**MATERIALS PROVIDED:**

((

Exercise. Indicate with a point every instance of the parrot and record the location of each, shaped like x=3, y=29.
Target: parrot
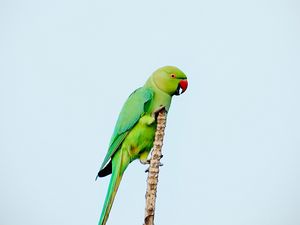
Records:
x=135, y=128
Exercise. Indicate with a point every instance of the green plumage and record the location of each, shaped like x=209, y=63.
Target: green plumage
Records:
x=134, y=131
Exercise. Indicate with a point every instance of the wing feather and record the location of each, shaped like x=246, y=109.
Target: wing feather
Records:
x=133, y=109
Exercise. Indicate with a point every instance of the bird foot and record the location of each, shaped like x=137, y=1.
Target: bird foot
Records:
x=147, y=170
x=155, y=113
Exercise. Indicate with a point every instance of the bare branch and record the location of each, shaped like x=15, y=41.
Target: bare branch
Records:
x=152, y=179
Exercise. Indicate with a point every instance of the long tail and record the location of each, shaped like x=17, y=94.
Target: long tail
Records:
x=119, y=164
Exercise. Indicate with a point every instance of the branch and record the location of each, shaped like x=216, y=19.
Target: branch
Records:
x=152, y=179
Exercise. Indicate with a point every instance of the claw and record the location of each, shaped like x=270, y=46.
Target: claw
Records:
x=145, y=162
x=155, y=113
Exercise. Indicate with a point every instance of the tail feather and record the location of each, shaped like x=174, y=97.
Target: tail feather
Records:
x=116, y=177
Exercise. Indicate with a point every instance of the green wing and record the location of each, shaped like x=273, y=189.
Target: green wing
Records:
x=133, y=109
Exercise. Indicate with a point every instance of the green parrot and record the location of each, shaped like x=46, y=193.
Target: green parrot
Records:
x=134, y=131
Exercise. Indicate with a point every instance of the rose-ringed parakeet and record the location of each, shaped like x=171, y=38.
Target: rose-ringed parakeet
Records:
x=134, y=131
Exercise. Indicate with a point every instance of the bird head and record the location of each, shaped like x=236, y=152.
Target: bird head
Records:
x=170, y=80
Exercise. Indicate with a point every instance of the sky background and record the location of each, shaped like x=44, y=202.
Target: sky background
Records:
x=232, y=146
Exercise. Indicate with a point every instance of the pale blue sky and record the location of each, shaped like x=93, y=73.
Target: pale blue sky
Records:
x=232, y=146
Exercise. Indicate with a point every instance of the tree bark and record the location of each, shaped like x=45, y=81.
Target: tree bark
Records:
x=153, y=172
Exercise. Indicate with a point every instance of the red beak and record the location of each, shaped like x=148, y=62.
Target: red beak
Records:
x=183, y=85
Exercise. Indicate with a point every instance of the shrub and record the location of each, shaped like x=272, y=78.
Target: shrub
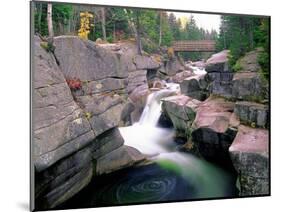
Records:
x=74, y=84
x=263, y=60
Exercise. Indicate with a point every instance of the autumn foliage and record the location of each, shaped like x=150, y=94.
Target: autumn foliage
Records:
x=85, y=25
x=74, y=84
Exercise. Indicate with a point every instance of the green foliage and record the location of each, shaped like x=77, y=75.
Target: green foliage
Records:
x=237, y=66
x=241, y=34
x=263, y=60
x=47, y=46
x=61, y=14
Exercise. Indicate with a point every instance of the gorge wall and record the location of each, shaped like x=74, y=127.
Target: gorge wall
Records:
x=223, y=116
x=82, y=93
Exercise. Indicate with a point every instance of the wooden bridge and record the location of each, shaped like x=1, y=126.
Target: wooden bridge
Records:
x=194, y=46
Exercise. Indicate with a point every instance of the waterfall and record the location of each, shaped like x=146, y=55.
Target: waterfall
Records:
x=159, y=144
x=145, y=135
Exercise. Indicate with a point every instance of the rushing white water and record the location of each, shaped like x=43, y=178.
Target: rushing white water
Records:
x=198, y=71
x=145, y=135
x=158, y=143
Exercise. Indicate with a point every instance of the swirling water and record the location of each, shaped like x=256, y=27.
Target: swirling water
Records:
x=173, y=176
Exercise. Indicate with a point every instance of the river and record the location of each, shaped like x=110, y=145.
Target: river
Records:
x=171, y=175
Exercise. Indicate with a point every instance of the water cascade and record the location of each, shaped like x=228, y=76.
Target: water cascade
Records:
x=171, y=175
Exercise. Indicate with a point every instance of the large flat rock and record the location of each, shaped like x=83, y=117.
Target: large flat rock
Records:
x=253, y=114
x=249, y=86
x=85, y=60
x=249, y=153
x=120, y=158
x=181, y=110
x=218, y=62
x=195, y=87
x=214, y=129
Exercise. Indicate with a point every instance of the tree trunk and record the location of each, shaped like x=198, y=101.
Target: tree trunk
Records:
x=50, y=21
x=251, y=35
x=114, y=33
x=103, y=23
x=139, y=47
x=160, y=29
x=39, y=18
x=135, y=30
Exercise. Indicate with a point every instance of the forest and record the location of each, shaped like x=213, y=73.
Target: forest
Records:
x=156, y=29
x=135, y=106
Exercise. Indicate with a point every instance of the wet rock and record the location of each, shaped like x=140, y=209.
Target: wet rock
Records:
x=172, y=67
x=179, y=77
x=252, y=113
x=195, y=87
x=63, y=180
x=60, y=127
x=138, y=98
x=146, y=62
x=106, y=143
x=249, y=153
x=135, y=79
x=249, y=86
x=120, y=158
x=181, y=110
x=73, y=128
x=213, y=132
x=61, y=135
x=218, y=62
x=219, y=75
x=250, y=61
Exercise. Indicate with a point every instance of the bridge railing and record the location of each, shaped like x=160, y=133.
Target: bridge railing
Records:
x=194, y=46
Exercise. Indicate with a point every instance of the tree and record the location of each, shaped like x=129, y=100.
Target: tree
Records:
x=50, y=21
x=103, y=23
x=160, y=28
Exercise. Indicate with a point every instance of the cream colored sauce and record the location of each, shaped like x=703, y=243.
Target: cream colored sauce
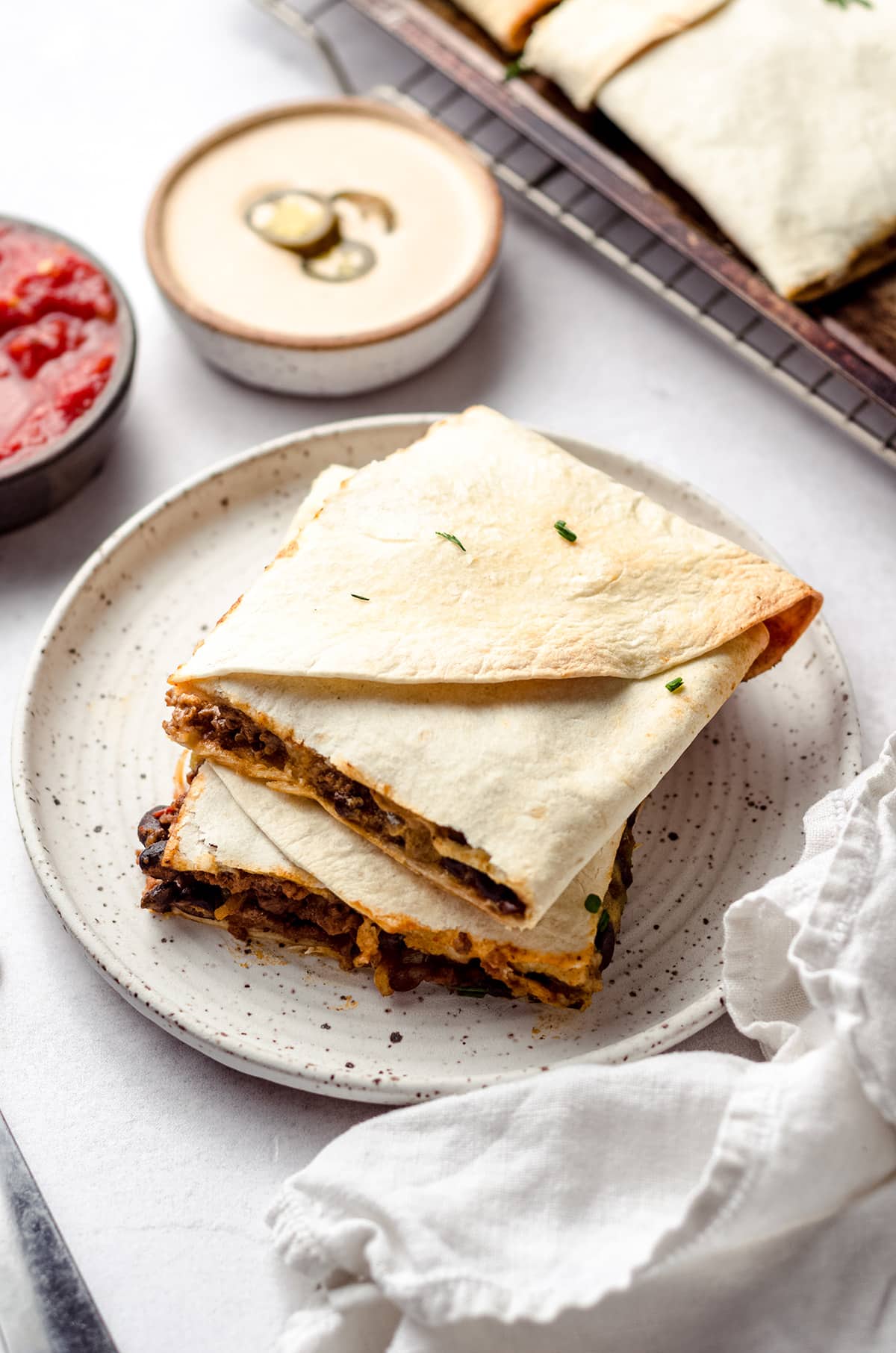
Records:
x=443, y=221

))

**TASK STATEMENT:**
Copy all of the records above word for word, leaving out the pictures.

**FULL SOLUTION:**
Exercise. Indicate with a point every instance of the parrot and record the location of each, shaped like x=3, y=29.
Target: parrot
Records:
x=135, y=128
Exercise. Indicate with a point every instance of the green plumage and record the location of each, shaped like x=209, y=63.
Target: green plumage
Records:
x=134, y=131
Exercise. Indicate with a point every instance of the wing feather and record the location of each, shaped like x=246, y=109.
Target: wing feather
Records:
x=133, y=109
Exercise. Indicate with a point every instance of the bird foot and record the location of each, shaped like x=137, y=1.
Target: bird foot
Records:
x=147, y=170
x=155, y=113
Exercise. Indicate with a point every instance of the bare branch and record the location of each, shaped like x=15, y=41.
Target: bare branch
Records:
x=152, y=179
Exercise. Indicate with a point every instance of the long tail and record the location of each, shaped like x=17, y=94.
Target: long tail
Records:
x=119, y=164
Exercise. Indicate with a point every instance of the branch and record the location of each, shaped like x=216, y=19.
Target: branch
Records:
x=152, y=179
Exercise. Indicate with a point every instance of the claw and record the location of each, shaped like x=270, y=46.
Target: claw
Records:
x=145, y=162
x=155, y=113
Exercise. Indicate with a point every instance of the tail feather and record the location of each, shaped like x=174, y=97.
Target: tail feather
Records:
x=116, y=177
Exercise. Indicate with a point every instance of the green wing and record the location of each, shaped like x=273, y=189.
Target: green wing
Records:
x=133, y=109
Exercise. Indicate with a point every instance of the green parrot and record the location of each, shaped like x=46, y=193.
Target: green parrot
Records:
x=134, y=131
Exercise. Indicate with a point every instance of the rose-ringed parakeet and record the location of each, shaped like x=171, y=38.
Target: rose-ringed parakeet
Records:
x=134, y=131
Exercise. Indicate with a point every instance of the bird head and record the location of each, shaped like x=236, y=152.
Target: bird head
Records:
x=170, y=80
Exercise. Indicate with a point every instance of the sky background and record the location of each, shaped like x=44, y=202.
Target: sky background
Records:
x=232, y=146
Exercise. Indicate with a point every instance of the pale blue sky and record the location of each, shaped like x=93, y=73.
Target: pale blue sky
Records:
x=232, y=146
Exercise. Indicate with a point every instance of the tree bark and record the location of each, shaped like x=45, y=81.
Target: tree bark
Records:
x=153, y=172
Exercise. Indicate with a point every instance of the red beak and record the location of each, shaped like x=148, y=62.
Target: red beak
Records:
x=183, y=85
Exercise. Indicate with a point every instance of the shrub and record the location of each, shaped like x=272, y=78.
Target: shrub
Records:
x=74, y=84
x=263, y=60
Exercise. Indicate with a point every instance of the autumn foliage and record the location of each, shaped like x=150, y=94.
Target: autumn foliage
Records:
x=85, y=25
x=74, y=84
Exercise. Indicate with a point every instance of the green foliage and record the location of each, shaped like x=77, y=75.
Target: green foliage
Records:
x=237, y=66
x=241, y=34
x=263, y=60
x=47, y=46
x=61, y=14
Exercise. Indicate with a point every instance of the gorge wall and record the location of each, shaped like x=74, y=127.
Target: gorge wall
Records:
x=223, y=116
x=82, y=93
Exercise. Indicate with a point every instance of the wooden bridge and record the location of each, shaped like x=1, y=126.
Target: wooden bridge
Records:
x=194, y=46
Exercise. Indicate with a point every instance of the waterfall and record the location of each, shaped like x=146, y=55.
Target: waterfall
Records:
x=159, y=144
x=145, y=135
Exercise. Indicate with a point every instance of the rushing white water and record the location of each, shaped like x=43, y=178.
Target: rushing white water
Records:
x=198, y=71
x=145, y=135
x=158, y=143
Exercise. Indicate with a point every instance of the swirling water and record the location of each, shaped like x=256, y=27.
Target: swirling water
Records:
x=173, y=176
Exercise. Indicate with a point every instance of the river and record the location of each, shaped like x=110, y=145.
Target: river
Records:
x=171, y=175
Exercise. Indicate with a point every instance of the water cascade and record the location of each, shaped like x=228, y=76.
Target: water cascade
Records:
x=171, y=175
Exercise. Indicate with a point every instance of the large flat rock and record the location of each, shaped like x=83, y=117.
Target: large flat rock
Records:
x=253, y=114
x=249, y=86
x=85, y=60
x=249, y=153
x=120, y=158
x=181, y=110
x=218, y=62
x=195, y=87
x=214, y=129
Exercise. Indicate with a point every instance of the tree trunk and record the location of each, shaped like x=198, y=101.
Target: tree trunk
Records:
x=50, y=21
x=251, y=35
x=114, y=33
x=103, y=23
x=139, y=47
x=160, y=29
x=39, y=18
x=135, y=30
Exercise. Indicate with a point every instance of the forest and record the location of each, shaped like x=213, y=73.
Target: forest
Records:
x=156, y=29
x=135, y=106
Exercise. Indicate with a point every instance of the wet rock and record the location of each, shaped like x=140, y=209.
Target: wet rock
Records:
x=172, y=67
x=179, y=77
x=252, y=113
x=195, y=87
x=63, y=180
x=60, y=127
x=138, y=98
x=146, y=62
x=106, y=143
x=249, y=153
x=135, y=79
x=249, y=86
x=120, y=158
x=181, y=110
x=73, y=128
x=213, y=132
x=61, y=135
x=218, y=62
x=219, y=75
x=250, y=61
Exercise. Indicate with a point every instance of the bridge railing and record the location of each, shaped like x=160, y=133.
Target: bridge railing
Records:
x=194, y=46
Exercise. Indicate with a point every instance of the tree and record the location of each, shaped like x=129, y=100.
Target: tree
Records:
x=50, y=21
x=103, y=23
x=160, y=28
Exercise. Indicate with a point every instance of the cream colored sauce and record the location of each, shaped like x=703, y=243.
Target: cream colored sauce
Records:
x=443, y=221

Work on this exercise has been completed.